+++ Task input +++
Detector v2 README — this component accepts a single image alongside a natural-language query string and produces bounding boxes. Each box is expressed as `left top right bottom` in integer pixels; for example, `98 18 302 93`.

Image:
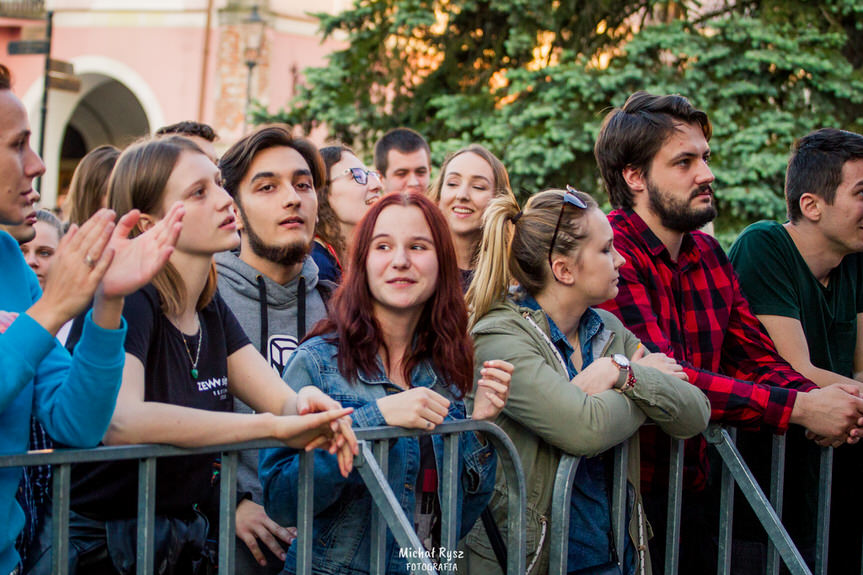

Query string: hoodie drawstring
297 275 306 343
255 274 270 361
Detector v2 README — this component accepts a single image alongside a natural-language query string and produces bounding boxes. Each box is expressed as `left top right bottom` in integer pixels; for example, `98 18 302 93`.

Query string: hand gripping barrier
0 420 525 575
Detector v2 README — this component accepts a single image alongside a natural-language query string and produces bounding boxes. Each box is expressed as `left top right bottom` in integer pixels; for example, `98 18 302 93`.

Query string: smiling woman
260 192 512 575
312 145 383 283
429 144 515 290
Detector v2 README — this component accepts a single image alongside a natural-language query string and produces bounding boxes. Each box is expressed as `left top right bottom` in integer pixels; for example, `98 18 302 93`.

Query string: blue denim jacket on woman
258 336 497 575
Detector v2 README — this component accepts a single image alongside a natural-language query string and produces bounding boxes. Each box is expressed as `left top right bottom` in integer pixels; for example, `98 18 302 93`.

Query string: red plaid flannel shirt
600 210 816 491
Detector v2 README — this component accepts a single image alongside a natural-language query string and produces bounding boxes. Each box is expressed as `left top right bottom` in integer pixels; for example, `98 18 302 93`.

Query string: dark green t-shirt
729 222 863 377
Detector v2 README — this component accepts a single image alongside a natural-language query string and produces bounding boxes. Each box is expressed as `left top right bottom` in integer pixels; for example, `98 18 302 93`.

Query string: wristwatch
611 353 636 393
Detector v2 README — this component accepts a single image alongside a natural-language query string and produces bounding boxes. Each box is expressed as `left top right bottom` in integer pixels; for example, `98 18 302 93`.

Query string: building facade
0 0 350 207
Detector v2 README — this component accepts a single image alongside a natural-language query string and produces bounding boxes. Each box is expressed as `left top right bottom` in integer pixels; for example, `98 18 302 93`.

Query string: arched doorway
55 79 151 215
22 56 163 207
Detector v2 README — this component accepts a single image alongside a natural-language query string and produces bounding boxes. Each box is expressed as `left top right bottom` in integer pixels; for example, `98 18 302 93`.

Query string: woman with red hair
259 193 512 573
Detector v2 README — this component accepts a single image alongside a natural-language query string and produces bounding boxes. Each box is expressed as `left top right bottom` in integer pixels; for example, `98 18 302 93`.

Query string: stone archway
24 56 163 207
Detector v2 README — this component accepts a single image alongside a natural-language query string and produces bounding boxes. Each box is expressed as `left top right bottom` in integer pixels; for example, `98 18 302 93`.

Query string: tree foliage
258 0 863 240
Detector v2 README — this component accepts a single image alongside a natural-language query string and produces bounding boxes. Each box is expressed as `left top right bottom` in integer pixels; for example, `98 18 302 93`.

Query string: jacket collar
357 356 438 388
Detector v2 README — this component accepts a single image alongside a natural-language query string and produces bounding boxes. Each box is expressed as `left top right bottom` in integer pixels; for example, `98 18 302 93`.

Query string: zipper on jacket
524 515 548 575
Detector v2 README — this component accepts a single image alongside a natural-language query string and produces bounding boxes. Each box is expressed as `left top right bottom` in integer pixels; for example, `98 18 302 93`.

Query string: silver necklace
180 315 204 380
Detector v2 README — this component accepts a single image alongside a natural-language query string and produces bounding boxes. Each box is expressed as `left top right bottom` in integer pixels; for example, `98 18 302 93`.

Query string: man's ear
621 165 647 193
797 192 824 222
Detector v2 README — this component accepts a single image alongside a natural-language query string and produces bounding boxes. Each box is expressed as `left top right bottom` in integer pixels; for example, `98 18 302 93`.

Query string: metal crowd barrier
0 420 526 575
549 424 833 575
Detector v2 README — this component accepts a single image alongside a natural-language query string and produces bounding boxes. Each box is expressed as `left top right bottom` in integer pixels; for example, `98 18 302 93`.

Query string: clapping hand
101 202 186 298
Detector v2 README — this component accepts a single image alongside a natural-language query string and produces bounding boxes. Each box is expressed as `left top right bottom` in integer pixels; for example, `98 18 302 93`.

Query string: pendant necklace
180 315 204 380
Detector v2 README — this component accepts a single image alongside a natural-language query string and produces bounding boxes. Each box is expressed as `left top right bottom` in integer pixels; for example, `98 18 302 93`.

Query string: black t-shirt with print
71 285 249 519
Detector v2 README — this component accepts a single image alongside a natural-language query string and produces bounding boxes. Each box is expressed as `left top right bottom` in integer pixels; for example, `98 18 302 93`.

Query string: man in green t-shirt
729 129 863 573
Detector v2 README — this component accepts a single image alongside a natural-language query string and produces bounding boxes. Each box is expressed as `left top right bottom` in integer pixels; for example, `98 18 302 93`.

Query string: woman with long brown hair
260 192 512 573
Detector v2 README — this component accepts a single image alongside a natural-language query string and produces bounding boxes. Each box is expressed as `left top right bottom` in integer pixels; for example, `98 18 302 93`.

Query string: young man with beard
375 128 431 194
594 92 863 573
729 128 863 573
216 126 329 573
+++
What the task asks: List every line in the records that contains the string "shirt", copying each such line in full. Only matches in the same case count.

Answer to the exercise:
Query string: red plaid flannel shirt
Query string: dark green t-shirt
Query string: black t-shirt with print
Query string: man in green t-shirt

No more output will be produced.